Data items
= Beginning of Section =
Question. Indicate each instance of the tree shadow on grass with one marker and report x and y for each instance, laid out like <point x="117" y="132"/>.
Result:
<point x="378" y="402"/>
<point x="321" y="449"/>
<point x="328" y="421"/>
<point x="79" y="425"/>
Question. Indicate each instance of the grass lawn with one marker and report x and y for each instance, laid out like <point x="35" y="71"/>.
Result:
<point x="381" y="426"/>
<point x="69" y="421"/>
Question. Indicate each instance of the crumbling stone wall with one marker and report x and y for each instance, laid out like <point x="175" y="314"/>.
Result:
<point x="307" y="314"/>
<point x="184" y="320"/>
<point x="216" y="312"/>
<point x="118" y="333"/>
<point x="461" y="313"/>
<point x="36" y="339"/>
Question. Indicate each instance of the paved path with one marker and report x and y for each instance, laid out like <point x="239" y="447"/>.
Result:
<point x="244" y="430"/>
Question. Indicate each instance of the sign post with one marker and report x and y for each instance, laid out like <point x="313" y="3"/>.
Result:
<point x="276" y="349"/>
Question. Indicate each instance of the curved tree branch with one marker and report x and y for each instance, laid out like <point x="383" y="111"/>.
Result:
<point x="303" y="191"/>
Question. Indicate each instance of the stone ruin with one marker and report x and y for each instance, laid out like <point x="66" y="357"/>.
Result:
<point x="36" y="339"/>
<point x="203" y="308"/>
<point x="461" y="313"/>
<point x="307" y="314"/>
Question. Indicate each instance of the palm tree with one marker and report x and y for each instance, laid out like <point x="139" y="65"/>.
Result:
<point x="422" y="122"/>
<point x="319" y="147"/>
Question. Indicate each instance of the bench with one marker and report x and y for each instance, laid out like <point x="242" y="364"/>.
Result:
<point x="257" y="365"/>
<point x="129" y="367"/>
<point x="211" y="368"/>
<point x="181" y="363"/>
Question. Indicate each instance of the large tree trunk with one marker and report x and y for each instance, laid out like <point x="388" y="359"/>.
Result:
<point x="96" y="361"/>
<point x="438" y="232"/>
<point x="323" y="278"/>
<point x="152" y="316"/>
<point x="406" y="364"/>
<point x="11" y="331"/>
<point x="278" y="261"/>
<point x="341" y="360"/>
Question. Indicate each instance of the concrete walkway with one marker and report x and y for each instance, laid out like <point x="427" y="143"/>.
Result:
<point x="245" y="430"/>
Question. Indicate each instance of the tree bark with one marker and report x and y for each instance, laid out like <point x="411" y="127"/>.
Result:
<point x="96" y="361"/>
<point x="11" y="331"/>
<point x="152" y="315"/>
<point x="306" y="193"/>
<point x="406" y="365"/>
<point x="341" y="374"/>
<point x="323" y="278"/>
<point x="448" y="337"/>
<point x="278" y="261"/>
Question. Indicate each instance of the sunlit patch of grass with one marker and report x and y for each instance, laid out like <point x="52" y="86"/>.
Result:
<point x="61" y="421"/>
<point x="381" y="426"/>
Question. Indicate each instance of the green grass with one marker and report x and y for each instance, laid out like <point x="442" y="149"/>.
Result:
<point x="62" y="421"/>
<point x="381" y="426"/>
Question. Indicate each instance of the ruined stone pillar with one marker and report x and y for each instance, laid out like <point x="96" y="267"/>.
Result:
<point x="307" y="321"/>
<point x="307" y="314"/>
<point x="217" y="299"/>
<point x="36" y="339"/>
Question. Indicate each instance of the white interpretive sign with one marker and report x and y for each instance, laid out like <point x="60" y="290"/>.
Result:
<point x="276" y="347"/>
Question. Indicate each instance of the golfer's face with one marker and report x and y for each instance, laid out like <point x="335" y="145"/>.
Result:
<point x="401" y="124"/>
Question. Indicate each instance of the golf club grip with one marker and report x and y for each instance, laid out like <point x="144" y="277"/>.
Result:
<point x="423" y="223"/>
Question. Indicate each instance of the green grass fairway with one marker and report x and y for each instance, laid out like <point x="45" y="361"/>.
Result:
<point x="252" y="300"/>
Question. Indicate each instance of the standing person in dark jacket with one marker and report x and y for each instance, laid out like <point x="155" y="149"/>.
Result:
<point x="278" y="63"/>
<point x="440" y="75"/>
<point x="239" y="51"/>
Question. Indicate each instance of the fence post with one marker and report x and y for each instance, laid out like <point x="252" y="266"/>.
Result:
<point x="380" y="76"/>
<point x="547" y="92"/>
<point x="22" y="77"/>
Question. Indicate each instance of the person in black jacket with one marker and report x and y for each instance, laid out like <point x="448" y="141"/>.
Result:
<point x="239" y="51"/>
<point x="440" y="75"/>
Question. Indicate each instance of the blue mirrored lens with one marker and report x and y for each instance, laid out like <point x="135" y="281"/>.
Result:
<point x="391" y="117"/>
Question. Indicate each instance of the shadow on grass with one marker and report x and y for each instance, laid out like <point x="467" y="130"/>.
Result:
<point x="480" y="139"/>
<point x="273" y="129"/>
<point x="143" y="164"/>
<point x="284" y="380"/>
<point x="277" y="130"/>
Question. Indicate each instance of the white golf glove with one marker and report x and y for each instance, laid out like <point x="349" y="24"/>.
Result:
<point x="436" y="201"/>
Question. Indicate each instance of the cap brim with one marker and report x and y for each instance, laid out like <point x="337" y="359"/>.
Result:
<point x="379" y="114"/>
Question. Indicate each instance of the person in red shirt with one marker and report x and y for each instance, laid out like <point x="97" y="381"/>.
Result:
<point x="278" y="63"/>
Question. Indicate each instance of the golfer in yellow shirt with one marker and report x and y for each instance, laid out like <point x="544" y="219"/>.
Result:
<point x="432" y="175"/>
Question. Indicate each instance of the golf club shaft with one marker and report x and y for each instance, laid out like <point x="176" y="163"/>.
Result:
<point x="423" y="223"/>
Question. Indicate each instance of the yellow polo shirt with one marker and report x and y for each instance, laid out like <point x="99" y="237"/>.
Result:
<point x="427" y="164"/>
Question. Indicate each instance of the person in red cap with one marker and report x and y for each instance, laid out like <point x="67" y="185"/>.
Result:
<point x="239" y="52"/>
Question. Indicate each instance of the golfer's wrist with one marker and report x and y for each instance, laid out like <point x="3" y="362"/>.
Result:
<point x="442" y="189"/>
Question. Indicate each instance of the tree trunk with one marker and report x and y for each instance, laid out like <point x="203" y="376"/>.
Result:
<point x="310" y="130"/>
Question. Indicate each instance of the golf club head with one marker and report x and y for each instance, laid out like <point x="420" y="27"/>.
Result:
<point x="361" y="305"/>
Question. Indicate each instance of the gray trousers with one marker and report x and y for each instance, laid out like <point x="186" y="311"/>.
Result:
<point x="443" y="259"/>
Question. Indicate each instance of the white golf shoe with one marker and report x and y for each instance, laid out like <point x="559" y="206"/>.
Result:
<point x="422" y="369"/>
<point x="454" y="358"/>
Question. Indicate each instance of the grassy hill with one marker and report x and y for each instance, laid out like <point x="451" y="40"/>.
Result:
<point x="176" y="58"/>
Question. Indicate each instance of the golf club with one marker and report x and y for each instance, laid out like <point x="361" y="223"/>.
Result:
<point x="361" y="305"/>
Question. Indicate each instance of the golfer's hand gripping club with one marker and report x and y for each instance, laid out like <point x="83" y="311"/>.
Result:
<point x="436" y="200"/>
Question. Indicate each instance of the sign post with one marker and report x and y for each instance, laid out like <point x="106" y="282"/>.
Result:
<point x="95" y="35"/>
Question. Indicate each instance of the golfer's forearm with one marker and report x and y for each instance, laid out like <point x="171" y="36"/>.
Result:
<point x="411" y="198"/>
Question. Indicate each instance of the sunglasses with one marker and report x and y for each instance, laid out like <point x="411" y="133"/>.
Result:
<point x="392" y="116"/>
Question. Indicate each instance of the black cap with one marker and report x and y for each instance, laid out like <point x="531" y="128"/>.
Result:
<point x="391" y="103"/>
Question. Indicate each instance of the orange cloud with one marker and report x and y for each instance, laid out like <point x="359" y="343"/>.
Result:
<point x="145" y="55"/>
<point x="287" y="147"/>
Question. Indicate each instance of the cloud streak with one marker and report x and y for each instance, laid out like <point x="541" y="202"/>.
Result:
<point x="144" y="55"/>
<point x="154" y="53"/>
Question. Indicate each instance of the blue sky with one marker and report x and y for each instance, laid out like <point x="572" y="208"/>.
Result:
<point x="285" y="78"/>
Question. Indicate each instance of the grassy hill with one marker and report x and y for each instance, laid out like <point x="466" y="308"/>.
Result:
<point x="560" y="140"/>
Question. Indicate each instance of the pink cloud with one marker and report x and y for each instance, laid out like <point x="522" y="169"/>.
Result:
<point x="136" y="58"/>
= End of Section =
- _WHAT TO WORK ON_: Find each line in the records above that contains "white", and copy it.

- _ANSWER FOR THE TASK_:
Question. Indicate each instance of the white interpretive sign with one marker and report x and y for each instance, laid out like <point x="60" y="290"/>.
Question. Indicate each instance of the white golf glove with one marker and report x and y for each instance, laid out like <point x="349" y="24"/>.
Question. Indicate each instance of the white golf shoe with one marker and report x and y for each instance, laid out like <point x="559" y="206"/>.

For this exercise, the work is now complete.